§ **Given problem**: Convert the listing, from its first line through the line containing "[0,0,867,112]", into a numbered list with blank lines omitted.

§ **Data provided**:
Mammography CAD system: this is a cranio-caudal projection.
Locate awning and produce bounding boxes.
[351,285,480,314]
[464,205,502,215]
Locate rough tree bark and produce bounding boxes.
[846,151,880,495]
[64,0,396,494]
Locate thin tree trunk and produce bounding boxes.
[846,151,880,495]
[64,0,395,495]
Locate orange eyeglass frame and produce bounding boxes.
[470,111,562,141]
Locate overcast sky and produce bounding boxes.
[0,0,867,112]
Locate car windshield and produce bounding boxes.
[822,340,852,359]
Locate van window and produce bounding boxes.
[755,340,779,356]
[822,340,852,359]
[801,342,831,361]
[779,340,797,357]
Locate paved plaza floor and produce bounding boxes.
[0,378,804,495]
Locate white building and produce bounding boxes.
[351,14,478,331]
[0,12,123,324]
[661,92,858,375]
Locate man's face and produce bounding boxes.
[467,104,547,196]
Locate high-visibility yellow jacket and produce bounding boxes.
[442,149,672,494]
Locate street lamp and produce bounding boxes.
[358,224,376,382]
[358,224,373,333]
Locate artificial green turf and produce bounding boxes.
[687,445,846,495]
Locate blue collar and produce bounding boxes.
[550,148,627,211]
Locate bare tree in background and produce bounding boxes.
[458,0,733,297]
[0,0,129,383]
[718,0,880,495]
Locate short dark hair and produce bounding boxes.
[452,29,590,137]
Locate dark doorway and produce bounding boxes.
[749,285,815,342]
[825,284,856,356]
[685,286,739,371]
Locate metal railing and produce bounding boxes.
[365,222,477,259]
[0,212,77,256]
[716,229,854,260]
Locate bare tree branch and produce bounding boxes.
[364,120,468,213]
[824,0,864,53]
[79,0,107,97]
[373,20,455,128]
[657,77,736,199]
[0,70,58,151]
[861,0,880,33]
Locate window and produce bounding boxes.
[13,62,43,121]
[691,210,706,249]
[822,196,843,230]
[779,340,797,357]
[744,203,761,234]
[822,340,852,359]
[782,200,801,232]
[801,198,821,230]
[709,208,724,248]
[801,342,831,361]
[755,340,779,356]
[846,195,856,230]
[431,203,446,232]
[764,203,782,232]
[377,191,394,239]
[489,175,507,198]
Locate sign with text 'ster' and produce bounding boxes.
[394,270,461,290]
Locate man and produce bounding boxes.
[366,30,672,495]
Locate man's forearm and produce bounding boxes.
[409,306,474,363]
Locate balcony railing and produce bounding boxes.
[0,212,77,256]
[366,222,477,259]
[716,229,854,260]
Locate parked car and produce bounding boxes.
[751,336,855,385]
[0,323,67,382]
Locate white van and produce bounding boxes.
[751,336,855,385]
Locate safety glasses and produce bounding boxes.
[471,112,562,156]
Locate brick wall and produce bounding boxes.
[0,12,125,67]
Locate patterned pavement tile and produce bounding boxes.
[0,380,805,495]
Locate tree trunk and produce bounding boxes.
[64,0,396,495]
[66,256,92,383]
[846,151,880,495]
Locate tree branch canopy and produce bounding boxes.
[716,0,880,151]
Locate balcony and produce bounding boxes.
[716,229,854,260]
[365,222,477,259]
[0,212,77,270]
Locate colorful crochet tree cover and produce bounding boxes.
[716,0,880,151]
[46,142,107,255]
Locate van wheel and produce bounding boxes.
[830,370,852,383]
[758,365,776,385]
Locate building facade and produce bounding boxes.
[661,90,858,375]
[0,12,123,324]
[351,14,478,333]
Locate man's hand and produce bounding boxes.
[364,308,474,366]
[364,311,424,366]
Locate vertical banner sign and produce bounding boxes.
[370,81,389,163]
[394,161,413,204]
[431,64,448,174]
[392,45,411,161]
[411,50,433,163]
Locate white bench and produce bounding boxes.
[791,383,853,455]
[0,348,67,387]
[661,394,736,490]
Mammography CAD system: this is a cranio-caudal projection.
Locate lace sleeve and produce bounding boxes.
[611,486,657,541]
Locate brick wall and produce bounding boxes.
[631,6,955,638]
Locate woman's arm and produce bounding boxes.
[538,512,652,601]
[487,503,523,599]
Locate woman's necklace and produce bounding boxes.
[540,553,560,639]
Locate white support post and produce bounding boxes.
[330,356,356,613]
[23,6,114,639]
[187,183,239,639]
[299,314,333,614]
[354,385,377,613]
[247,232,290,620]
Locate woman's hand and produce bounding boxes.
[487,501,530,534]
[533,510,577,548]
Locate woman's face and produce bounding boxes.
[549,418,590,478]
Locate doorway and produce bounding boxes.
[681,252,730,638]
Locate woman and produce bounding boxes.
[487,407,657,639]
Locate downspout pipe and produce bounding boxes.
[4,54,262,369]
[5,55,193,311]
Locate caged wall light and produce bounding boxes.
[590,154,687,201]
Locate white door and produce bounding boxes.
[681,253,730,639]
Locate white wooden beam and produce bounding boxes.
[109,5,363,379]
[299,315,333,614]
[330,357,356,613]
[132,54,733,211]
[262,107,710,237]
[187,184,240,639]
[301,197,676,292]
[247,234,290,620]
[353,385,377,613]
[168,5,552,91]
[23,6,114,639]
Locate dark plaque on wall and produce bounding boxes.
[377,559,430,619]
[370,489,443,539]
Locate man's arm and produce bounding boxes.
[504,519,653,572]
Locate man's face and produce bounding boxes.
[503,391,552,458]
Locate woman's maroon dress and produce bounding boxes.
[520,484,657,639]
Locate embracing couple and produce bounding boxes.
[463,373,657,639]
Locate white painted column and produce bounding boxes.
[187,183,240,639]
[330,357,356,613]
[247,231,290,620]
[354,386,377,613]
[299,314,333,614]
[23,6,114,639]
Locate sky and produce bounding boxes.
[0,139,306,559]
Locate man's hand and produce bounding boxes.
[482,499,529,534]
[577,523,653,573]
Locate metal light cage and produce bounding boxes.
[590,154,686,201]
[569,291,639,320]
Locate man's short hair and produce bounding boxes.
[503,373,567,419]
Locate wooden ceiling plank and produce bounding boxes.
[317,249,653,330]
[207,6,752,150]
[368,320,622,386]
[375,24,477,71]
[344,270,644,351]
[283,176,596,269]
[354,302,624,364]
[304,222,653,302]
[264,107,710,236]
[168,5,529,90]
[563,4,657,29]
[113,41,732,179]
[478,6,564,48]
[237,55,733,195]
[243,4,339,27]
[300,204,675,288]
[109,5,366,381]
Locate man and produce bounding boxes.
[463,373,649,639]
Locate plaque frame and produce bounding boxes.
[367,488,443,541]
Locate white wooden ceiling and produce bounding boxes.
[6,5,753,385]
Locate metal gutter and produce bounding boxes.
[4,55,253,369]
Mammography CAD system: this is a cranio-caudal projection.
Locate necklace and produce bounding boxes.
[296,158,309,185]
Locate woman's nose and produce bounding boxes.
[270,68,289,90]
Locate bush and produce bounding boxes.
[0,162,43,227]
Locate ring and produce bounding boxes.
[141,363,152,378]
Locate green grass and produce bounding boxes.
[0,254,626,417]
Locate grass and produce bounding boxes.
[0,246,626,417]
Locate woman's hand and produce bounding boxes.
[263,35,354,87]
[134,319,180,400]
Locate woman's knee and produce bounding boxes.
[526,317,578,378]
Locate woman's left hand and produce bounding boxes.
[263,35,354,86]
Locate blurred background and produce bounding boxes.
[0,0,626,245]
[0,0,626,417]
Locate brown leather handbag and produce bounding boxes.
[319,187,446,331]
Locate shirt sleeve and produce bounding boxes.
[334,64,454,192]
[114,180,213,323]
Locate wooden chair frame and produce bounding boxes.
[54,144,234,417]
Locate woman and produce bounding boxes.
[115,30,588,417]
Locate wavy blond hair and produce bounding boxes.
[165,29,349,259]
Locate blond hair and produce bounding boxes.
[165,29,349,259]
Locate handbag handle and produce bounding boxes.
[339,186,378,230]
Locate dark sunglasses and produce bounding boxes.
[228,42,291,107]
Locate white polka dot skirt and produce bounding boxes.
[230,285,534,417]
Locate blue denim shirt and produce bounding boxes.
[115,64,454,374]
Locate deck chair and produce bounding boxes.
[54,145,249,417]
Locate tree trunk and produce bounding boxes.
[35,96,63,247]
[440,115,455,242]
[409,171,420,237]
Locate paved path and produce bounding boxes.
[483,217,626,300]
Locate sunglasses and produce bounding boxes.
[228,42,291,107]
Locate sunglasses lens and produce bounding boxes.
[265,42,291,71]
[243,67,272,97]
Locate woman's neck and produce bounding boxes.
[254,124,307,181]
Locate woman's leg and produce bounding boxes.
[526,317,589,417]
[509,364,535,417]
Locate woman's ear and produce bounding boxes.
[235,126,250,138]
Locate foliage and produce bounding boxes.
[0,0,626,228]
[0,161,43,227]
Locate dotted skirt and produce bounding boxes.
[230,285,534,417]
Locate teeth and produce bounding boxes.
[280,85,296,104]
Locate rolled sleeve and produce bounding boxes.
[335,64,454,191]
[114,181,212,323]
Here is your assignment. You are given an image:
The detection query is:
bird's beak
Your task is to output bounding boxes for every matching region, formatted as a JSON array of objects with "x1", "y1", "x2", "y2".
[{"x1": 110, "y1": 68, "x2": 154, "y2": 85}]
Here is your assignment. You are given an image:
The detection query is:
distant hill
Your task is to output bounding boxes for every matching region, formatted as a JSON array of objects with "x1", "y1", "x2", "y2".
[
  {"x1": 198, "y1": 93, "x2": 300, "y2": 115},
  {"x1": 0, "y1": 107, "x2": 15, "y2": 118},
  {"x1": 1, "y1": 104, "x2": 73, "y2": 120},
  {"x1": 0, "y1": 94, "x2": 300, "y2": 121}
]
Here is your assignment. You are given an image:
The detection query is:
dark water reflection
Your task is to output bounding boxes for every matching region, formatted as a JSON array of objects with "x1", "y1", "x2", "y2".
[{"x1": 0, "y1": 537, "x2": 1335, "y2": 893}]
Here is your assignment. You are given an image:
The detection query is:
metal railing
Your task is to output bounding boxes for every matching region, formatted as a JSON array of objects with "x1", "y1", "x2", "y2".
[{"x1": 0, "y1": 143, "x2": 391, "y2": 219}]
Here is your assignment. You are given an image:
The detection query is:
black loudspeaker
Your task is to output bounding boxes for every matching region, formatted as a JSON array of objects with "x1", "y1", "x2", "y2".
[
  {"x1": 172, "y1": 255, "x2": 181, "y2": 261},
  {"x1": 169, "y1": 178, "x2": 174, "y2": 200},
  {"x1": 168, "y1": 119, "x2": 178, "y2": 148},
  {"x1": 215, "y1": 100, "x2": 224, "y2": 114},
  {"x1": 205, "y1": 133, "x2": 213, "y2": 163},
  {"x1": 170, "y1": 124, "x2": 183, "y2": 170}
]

§ **Result below**:
1. Mammography CAD system: this is a cranio-caudal projection.
2. Locate awning and produce bounding boxes.
3. [351,285,480,314]
4. [464,205,502,215]
5. Locate rough tree bark and produce bounding boxes.
6. [846,151,880,495]
7. [64,0,396,494]
8. Locate thin tree trunk and produce bounding boxes.
9. [846,151,880,495]
10. [64,0,395,495]
11. Locate orange eyeglass frame and produce bounding boxes.
12. [470,111,562,141]
13. Locate overcast sky and produce bounding boxes.
14. [0,0,867,112]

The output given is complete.